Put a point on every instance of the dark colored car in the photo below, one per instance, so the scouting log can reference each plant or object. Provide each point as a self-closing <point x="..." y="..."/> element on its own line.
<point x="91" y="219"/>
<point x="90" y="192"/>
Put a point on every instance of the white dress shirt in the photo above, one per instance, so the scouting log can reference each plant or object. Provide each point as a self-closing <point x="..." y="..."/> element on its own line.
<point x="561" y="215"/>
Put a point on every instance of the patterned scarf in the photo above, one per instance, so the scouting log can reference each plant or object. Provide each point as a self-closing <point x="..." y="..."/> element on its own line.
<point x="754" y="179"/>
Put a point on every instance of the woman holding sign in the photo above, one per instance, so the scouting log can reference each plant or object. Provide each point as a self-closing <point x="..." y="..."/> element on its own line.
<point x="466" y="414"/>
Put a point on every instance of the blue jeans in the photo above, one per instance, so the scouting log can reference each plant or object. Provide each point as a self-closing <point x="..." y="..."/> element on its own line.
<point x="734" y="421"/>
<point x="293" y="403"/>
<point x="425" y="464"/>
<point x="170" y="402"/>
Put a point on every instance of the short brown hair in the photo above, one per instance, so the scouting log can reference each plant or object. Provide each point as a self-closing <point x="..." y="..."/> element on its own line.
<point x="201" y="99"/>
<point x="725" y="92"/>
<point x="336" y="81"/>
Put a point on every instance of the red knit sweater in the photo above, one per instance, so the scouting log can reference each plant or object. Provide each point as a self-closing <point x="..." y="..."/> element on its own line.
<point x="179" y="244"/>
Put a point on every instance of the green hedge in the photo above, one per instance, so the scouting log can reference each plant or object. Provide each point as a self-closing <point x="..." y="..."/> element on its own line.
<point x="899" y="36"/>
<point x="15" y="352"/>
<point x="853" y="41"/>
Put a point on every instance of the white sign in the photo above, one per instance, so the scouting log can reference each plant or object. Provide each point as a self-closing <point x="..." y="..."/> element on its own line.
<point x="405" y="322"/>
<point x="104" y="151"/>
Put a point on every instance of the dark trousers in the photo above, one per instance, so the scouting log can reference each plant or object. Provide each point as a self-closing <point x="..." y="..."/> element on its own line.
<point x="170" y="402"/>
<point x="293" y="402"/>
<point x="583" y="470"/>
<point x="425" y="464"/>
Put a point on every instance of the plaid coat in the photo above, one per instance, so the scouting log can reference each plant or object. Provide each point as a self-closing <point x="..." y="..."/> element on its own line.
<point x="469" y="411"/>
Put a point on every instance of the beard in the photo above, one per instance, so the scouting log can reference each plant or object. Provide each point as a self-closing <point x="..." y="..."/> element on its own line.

- - - - - - -

**ABOUT THIS TASK:** Copy every record above out again, word for word.

**SOLUTION:**
Put a point on every instance of the dark colored car in the photo below, one per instance, so the scouting log can reference each plant or object. Provide each point as a self-closing <point x="..." y="..."/> element on its own line.
<point x="91" y="219"/>
<point x="90" y="192"/>
Put a point on every instance of the white dress shirt in the photo above, one per instance, so the scouting log can reference each plant or object. Provide each point as a self-closing <point x="..." y="..."/> element on its own line.
<point x="561" y="215"/>
Put a point on every instance of the patterned scarf in the photo above, one per instance, so the scouting log can reference each plant or object. Provide each point as a self-closing <point x="..." y="..."/> element on its own line.
<point x="754" y="179"/>
Put a point on every instance of the woman holding sign in the photo above, one per instance, so the scouting log can reference each plant or object. Provide each point as a self-closing <point x="..." y="..."/> element on its own line.
<point x="466" y="414"/>
Put a point on every instance of the blue jeans in the photo above, one per instance, so the scouting log can reference each plant or object. Provide each point as a self-closing <point x="..." y="..."/> element on its own line.
<point x="734" y="421"/>
<point x="293" y="403"/>
<point x="425" y="464"/>
<point x="170" y="402"/>
Put a point on every instance of the short brown hair in the photo above, one per instance, so the scouting log can reference each plant or object. Provide each point as a self-closing <point x="..." y="..."/> element on its own line.
<point x="201" y="99"/>
<point x="725" y="92"/>
<point x="336" y="81"/>
Put a point on every instance of the red knit sweater in the photo above, one per instance, so the scouting log can reference each plant or object. Provide each point as a self-closing <point x="..." y="..."/> element on its own line.
<point x="179" y="244"/>
Put a point on every instance of the green hedge in the photo above, one per instance, so the scouting log can reference each plant or object. Provide each point as a self-closing <point x="..." y="..."/> element on its own line.
<point x="899" y="36"/>
<point x="15" y="352"/>
<point x="853" y="41"/>
Put a point on every instance of the white sign in the photo above, one per instance, so the scouting log can reference each plant or object. Provide each point as a self-closing <point x="..." y="..."/> element on its own line.
<point x="405" y="322"/>
<point x="104" y="151"/>
Put a point on every instance of the dark trousers in the photo above, one per instance, so the scouting log can reference each plant or object. Provide each point as a self-closing <point x="..." y="..."/> element on its own line.
<point x="170" y="402"/>
<point x="293" y="402"/>
<point x="583" y="470"/>
<point x="425" y="464"/>
Put a point on every instance of the plaid coat in the photo above, one per instance, so the scouting log can reference each plant or object. Provide each point as a self-closing <point x="..." y="..."/> element on its own line.
<point x="469" y="411"/>
Put a point on every instance of the beard in the photo above, one per instance, so the scouting log can reference each plant or object. Provide each point as a self-closing <point x="..." y="..."/> element on its own line.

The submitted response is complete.